== THE PROBLEM ==
The data shown below should all be retyped exactly.

Saved entries
※ ※ ※
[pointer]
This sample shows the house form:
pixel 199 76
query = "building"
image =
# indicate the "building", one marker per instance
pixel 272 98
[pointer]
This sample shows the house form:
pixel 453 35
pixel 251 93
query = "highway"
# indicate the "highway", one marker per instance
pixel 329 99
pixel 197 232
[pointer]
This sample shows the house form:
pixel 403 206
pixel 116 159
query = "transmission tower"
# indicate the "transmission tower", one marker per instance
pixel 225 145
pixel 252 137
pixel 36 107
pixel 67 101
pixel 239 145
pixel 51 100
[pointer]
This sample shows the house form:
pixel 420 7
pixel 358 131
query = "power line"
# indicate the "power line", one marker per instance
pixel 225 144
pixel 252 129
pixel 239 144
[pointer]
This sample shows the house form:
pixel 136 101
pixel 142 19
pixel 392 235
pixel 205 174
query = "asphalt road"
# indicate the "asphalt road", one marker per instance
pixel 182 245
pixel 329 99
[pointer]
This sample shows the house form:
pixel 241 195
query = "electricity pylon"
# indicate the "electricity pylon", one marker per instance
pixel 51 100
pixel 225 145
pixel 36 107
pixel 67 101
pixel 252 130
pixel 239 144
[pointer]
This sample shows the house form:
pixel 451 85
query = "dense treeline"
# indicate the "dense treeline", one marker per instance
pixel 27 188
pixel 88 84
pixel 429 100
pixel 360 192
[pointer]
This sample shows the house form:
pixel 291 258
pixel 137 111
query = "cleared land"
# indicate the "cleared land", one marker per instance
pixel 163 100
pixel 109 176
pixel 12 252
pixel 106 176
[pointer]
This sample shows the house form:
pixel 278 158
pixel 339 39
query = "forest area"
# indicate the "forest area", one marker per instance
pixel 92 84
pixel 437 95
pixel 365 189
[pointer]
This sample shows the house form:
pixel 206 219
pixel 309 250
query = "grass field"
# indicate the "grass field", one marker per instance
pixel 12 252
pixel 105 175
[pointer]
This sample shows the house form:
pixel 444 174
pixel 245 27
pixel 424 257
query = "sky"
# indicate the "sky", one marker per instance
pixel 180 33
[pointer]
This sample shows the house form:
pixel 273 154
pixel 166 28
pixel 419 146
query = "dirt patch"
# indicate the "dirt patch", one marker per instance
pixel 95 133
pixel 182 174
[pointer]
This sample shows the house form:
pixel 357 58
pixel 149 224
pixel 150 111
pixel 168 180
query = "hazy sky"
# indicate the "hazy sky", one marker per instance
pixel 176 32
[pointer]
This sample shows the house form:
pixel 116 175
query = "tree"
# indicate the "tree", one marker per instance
※ ※ ※
== ANSWER TO THE EXERCISE ==
[pointer]
This sample shows the house form:
pixel 199 76
query = "building"
image =
# indicate the "building", one marker per instance
pixel 272 98
[pointer]
This sample shows the house form:
pixel 453 35
pixel 251 93
query = "highway"
# indicate the "highway", one marker per instance
pixel 329 99
pixel 197 232
[pointer]
This sample shows the house form:
pixel 403 206
pixel 116 159
query = "transmission tower"
# indicate the "transmission tower", one marker per instance
pixel 225 145
pixel 252 137
pixel 36 107
pixel 67 101
pixel 239 145
pixel 51 100
[pointer]
This sample shows the house form:
pixel 420 7
pixel 358 131
query = "power line"
# indicate the "power line", one marker per instance
pixel 225 144
pixel 252 129
pixel 239 144
[pointer]
This sample shows the house form:
pixel 136 101
pixel 142 19
pixel 392 235
pixel 205 174
query = "asphalt road"
# indicate the "asphalt road", one marker per instance
pixel 182 245
pixel 329 99
[pointer]
This sample shows the house form:
pixel 241 195
query = "electricity pylon"
# indicate the "electricity pylon", one marker per instance
pixel 51 100
pixel 225 145
pixel 36 107
pixel 67 101
pixel 252 130
pixel 239 144
[pointer]
This sample shows the house form:
pixel 451 85
query = "dense treeline"
# indicate the "dense treeline", one marker per instance
pixel 27 188
pixel 88 84
pixel 429 100
pixel 360 192
[pointer]
This sample shows the house form:
pixel 291 258
pixel 137 111
query = "cleared land"
# indicate the "cleared land", one marker per instance
pixel 163 100
pixel 109 176
pixel 12 252
pixel 106 176
[pointer]
This sample shows the house form:
pixel 278 158
pixel 339 39
query = "forest area"
# indicate the "forest area", one marker per instance
pixel 92 84
pixel 437 95
pixel 365 189
[pointer]
This sample shows the house form:
pixel 206 219
pixel 309 250
query = "grass field"
# indicate the "grass field", one marker per instance
pixel 12 252
pixel 105 175
[pointer]
This sample shows the house form:
pixel 444 174
pixel 245 27
pixel 424 257
query = "sky"
# indicate the "sky", one marker per instance
pixel 180 33
[pointer]
This sample shows the house form:
pixel 273 154
pixel 166 28
pixel 419 146
query = "dirt patch"
# indicate the "dirt patch", one marker per instance
pixel 95 133
pixel 182 174
[pointer]
This sample shows the house form:
pixel 357 58
pixel 149 224
pixel 150 111
pixel 168 180
query = "hazy sky"
# indicate the "hazy sky", one marker per instance
pixel 176 32
[pointer]
This sample shows the house form:
pixel 116 175
query = "tree"
# indicate the "tree", one marker per instance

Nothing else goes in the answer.